Prompt:
Your job is to print, exactly, the lines in the data below from the line with "Task: for every instance of the sky, drop" through the line with "Task: for every instance of the hood, drop", both included, and to omit any picture.

Stored items from a collection:
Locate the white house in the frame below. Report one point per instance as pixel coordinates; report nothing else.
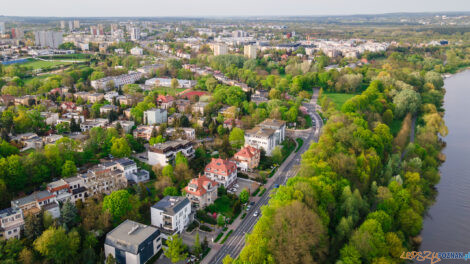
(222, 171)
(155, 116)
(133, 243)
(171, 214)
(164, 153)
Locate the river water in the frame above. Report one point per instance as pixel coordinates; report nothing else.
(446, 227)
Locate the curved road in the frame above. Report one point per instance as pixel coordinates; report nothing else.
(288, 169)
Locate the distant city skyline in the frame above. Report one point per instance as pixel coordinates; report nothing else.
(211, 8)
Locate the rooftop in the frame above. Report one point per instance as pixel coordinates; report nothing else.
(129, 235)
(171, 204)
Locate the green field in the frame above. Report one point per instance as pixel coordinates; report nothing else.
(338, 98)
(39, 64)
(41, 77)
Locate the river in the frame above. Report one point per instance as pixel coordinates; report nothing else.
(446, 226)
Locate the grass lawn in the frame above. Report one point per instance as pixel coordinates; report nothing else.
(169, 90)
(338, 98)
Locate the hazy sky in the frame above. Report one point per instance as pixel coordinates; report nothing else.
(222, 7)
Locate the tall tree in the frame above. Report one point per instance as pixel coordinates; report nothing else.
(58, 246)
(175, 250)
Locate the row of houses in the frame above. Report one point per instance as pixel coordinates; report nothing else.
(103, 178)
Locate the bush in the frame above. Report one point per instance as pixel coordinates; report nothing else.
(205, 228)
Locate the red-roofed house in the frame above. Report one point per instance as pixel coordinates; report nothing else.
(221, 171)
(68, 106)
(201, 191)
(165, 102)
(247, 158)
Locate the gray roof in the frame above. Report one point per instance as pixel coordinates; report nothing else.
(8, 211)
(125, 162)
(171, 204)
(129, 235)
(30, 198)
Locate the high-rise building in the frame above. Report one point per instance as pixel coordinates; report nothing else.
(76, 24)
(135, 33)
(51, 39)
(250, 51)
(220, 49)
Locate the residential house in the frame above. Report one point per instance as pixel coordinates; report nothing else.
(172, 215)
(144, 132)
(222, 171)
(133, 243)
(33, 203)
(155, 116)
(165, 102)
(164, 153)
(60, 189)
(50, 118)
(129, 168)
(104, 178)
(109, 96)
(116, 81)
(188, 133)
(106, 109)
(201, 191)
(11, 223)
(77, 188)
(126, 125)
(199, 107)
(247, 158)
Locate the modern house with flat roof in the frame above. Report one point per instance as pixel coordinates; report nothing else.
(133, 243)
(172, 215)
(11, 223)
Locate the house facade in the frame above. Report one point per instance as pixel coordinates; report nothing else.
(172, 215)
(201, 191)
(247, 158)
(221, 171)
(133, 243)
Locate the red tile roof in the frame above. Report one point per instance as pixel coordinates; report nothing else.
(165, 99)
(247, 152)
(201, 184)
(188, 94)
(221, 167)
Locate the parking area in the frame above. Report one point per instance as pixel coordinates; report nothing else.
(242, 184)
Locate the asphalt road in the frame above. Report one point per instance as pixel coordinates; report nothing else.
(289, 168)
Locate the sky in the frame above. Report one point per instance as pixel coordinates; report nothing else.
(210, 8)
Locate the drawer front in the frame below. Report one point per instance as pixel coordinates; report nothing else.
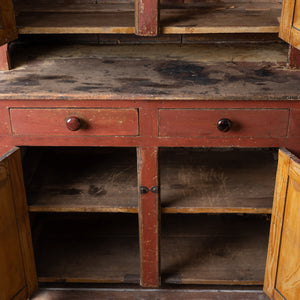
(92, 122)
(203, 122)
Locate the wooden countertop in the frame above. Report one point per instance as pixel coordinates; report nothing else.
(150, 72)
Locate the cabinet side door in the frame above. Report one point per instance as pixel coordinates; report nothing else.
(289, 29)
(282, 279)
(17, 269)
(8, 29)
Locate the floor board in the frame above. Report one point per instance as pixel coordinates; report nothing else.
(138, 294)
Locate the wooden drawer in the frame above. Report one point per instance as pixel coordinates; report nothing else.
(93, 122)
(203, 122)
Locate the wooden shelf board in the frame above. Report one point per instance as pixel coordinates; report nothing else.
(161, 72)
(199, 181)
(147, 294)
(94, 180)
(91, 248)
(221, 17)
(75, 22)
(205, 249)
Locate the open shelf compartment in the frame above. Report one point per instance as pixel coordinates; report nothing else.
(86, 248)
(220, 17)
(81, 179)
(199, 180)
(214, 249)
(56, 18)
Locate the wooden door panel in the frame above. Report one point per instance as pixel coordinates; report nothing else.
(8, 28)
(11, 265)
(288, 274)
(289, 29)
(17, 267)
(282, 278)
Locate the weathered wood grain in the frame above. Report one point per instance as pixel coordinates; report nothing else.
(214, 249)
(277, 221)
(8, 29)
(288, 268)
(163, 294)
(11, 262)
(147, 17)
(149, 216)
(4, 58)
(22, 218)
(219, 181)
(52, 122)
(83, 180)
(99, 248)
(160, 73)
(192, 123)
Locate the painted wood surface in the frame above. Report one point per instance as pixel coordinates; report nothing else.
(4, 58)
(22, 217)
(52, 122)
(148, 294)
(288, 270)
(149, 216)
(282, 269)
(87, 248)
(11, 266)
(82, 180)
(218, 181)
(214, 249)
(159, 73)
(290, 25)
(192, 123)
(294, 58)
(276, 222)
(8, 29)
(146, 17)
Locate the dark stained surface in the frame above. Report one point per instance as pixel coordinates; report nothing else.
(156, 72)
(136, 294)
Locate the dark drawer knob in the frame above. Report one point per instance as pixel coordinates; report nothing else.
(73, 123)
(224, 125)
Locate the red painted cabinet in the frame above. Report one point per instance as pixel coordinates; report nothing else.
(124, 204)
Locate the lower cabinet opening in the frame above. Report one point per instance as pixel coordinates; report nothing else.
(83, 206)
(86, 248)
(219, 249)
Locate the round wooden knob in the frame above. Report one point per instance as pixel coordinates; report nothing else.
(224, 125)
(73, 123)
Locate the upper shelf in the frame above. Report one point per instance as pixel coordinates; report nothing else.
(218, 17)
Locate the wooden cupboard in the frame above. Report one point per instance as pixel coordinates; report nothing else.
(149, 165)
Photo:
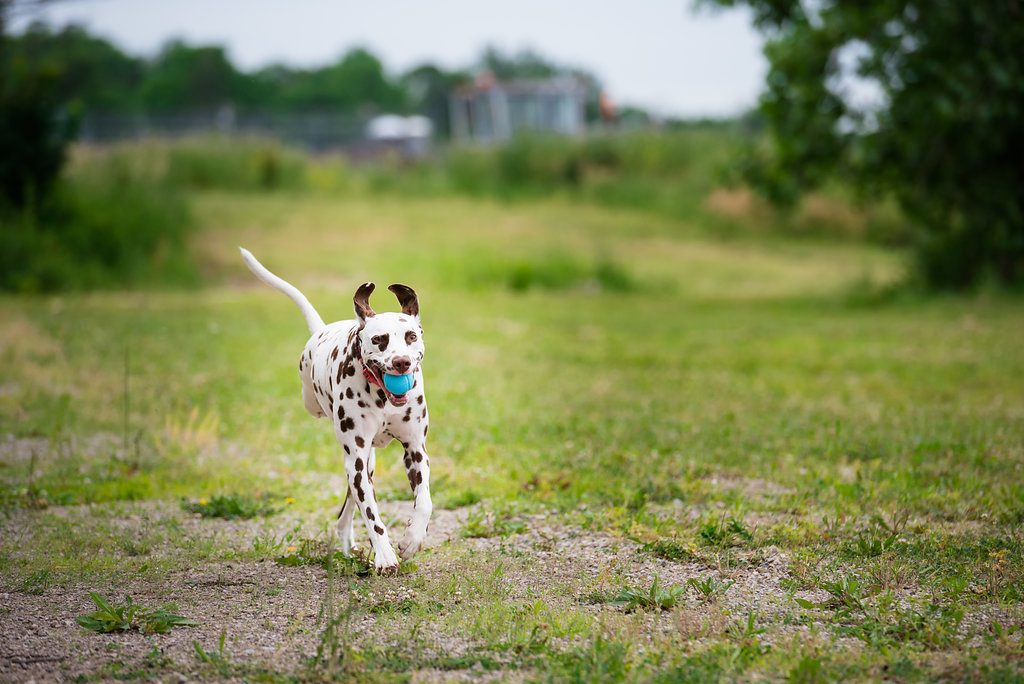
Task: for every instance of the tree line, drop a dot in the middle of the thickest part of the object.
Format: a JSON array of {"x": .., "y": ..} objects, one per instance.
[{"x": 96, "y": 76}]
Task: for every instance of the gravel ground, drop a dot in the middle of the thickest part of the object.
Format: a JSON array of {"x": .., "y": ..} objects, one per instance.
[{"x": 271, "y": 613}]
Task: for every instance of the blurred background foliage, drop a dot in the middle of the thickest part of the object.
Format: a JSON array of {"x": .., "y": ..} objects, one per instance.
[
  {"x": 933, "y": 163},
  {"x": 941, "y": 130}
]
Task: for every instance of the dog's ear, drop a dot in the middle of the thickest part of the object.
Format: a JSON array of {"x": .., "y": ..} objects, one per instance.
[
  {"x": 361, "y": 301},
  {"x": 407, "y": 297}
]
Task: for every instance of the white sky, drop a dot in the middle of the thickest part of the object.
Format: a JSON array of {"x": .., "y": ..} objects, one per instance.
[{"x": 659, "y": 54}]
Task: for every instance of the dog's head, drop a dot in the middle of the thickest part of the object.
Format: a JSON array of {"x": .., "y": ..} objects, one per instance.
[{"x": 390, "y": 342}]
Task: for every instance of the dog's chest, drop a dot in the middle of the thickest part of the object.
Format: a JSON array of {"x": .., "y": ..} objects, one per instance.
[{"x": 350, "y": 400}]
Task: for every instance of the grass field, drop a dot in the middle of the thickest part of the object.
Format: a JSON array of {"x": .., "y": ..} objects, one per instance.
[{"x": 656, "y": 456}]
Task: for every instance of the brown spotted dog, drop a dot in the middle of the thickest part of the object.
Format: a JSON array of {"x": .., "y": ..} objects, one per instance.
[{"x": 342, "y": 370}]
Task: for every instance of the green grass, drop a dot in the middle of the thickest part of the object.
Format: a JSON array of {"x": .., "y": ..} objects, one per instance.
[{"x": 736, "y": 400}]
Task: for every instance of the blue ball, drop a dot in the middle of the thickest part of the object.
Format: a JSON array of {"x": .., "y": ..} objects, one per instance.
[{"x": 398, "y": 384}]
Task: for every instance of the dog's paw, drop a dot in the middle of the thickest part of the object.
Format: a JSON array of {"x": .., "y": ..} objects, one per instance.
[{"x": 388, "y": 570}]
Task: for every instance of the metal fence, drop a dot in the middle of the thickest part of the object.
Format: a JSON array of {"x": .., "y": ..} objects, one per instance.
[{"x": 317, "y": 131}]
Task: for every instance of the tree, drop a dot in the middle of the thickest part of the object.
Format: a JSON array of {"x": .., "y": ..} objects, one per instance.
[
  {"x": 357, "y": 80},
  {"x": 943, "y": 135},
  {"x": 89, "y": 71},
  {"x": 190, "y": 77},
  {"x": 35, "y": 127}
]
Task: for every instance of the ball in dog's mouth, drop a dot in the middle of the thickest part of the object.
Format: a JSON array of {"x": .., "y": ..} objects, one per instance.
[
  {"x": 398, "y": 384},
  {"x": 392, "y": 383}
]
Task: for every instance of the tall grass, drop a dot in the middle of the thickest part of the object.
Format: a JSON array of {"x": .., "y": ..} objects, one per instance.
[
  {"x": 111, "y": 222},
  {"x": 120, "y": 217}
]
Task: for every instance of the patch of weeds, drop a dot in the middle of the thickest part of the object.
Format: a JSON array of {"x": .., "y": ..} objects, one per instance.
[
  {"x": 881, "y": 620},
  {"x": 600, "y": 660},
  {"x": 807, "y": 671},
  {"x": 485, "y": 524},
  {"x": 670, "y": 549},
  {"x": 724, "y": 530},
  {"x": 744, "y": 635},
  {"x": 36, "y": 583},
  {"x": 269, "y": 544},
  {"x": 890, "y": 573},
  {"x": 869, "y": 545},
  {"x": 707, "y": 589},
  {"x": 314, "y": 551},
  {"x": 720, "y": 663},
  {"x": 463, "y": 498},
  {"x": 232, "y": 506},
  {"x": 655, "y": 598},
  {"x": 130, "y": 616}
]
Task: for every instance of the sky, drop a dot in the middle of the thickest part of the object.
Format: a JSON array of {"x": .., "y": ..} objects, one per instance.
[{"x": 658, "y": 54}]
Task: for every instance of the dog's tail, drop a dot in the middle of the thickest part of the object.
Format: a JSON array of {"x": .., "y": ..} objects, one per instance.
[{"x": 258, "y": 269}]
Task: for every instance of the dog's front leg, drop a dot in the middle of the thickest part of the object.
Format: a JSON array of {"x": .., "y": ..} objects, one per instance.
[
  {"x": 358, "y": 456},
  {"x": 345, "y": 522},
  {"x": 418, "y": 472}
]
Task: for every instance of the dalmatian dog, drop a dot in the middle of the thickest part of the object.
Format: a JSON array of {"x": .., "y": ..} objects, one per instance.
[{"x": 342, "y": 369}]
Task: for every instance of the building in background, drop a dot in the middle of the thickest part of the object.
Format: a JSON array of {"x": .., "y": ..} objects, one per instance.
[{"x": 492, "y": 111}]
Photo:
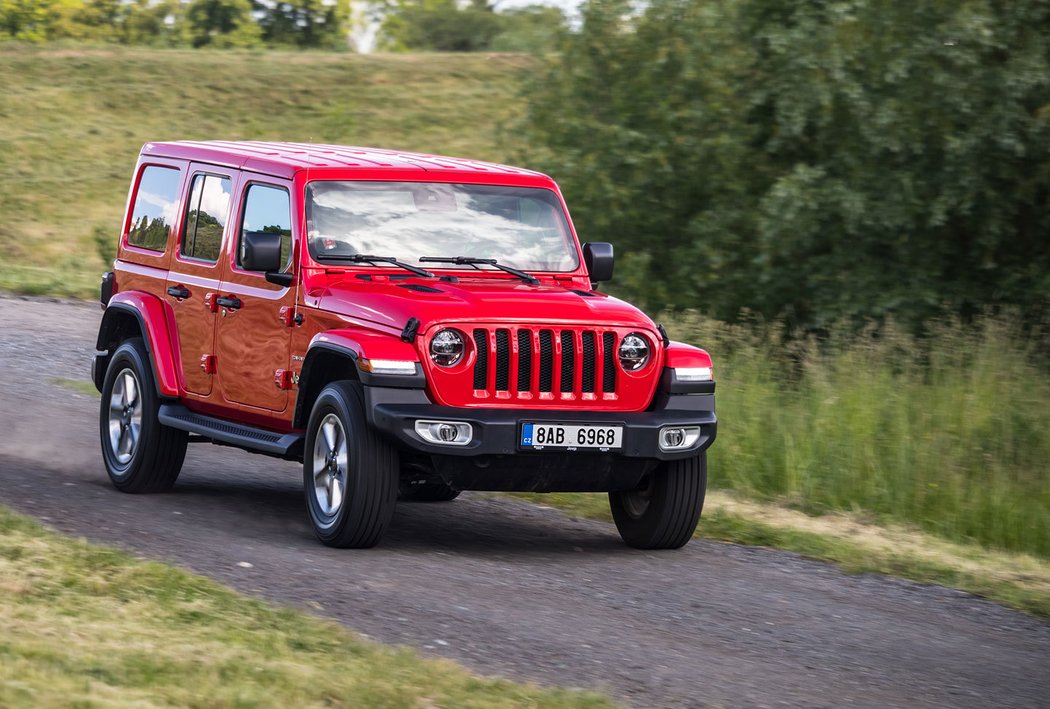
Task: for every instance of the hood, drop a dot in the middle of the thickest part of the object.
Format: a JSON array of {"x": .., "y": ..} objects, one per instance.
[{"x": 392, "y": 301}]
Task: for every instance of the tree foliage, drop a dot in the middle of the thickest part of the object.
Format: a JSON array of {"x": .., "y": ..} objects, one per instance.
[
  {"x": 811, "y": 160},
  {"x": 449, "y": 25},
  {"x": 211, "y": 23}
]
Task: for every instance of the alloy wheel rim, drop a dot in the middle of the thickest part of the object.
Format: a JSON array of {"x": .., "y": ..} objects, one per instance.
[
  {"x": 125, "y": 416},
  {"x": 330, "y": 466}
]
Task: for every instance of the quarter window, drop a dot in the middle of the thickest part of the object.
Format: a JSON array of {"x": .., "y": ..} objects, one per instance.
[
  {"x": 155, "y": 208},
  {"x": 269, "y": 209},
  {"x": 206, "y": 216}
]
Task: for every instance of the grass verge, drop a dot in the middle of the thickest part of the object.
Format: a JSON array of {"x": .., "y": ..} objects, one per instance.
[
  {"x": 85, "y": 625},
  {"x": 949, "y": 433},
  {"x": 853, "y": 542}
]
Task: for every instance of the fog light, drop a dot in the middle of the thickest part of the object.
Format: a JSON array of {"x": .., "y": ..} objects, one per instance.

Response to the task:
Task: for every instance of the sky, drop a dot in the middle of the thickest part of the object.
Format: a JSON array of {"x": .., "y": ..} objects, one per instance.
[{"x": 658, "y": 54}]
Task: for every instance of the dog's tail, drop a dot in the middle of the thickest part of the object.
Format: a JSON array of {"x": .., "y": ..} objects, one per instance.
[{"x": 258, "y": 269}]
Task: for every instance of the dog's front leg, drop a dot in the middle of the thickest part of the object.
Format: a JSON array of {"x": .., "y": ..} objects, one per instance.
[
  {"x": 358, "y": 456},
  {"x": 345, "y": 522},
  {"x": 418, "y": 472}
]
Task: for every instance of the dalmatian dog, drop a dot in the middle of the thickest part of the object.
Format: a JSON array of {"x": .., "y": ..} objects, one per instance.
[{"x": 342, "y": 369}]
Task: for every instance of the building in background, drop a dot in the middle of the thickest part of the object.
Format: a JSON array of {"x": .., "y": ..} objects, one per instance.
[{"x": 492, "y": 111}]
Photo:
Task: for every instance of the hood, drop a dot in the middle of the thickest part of the object.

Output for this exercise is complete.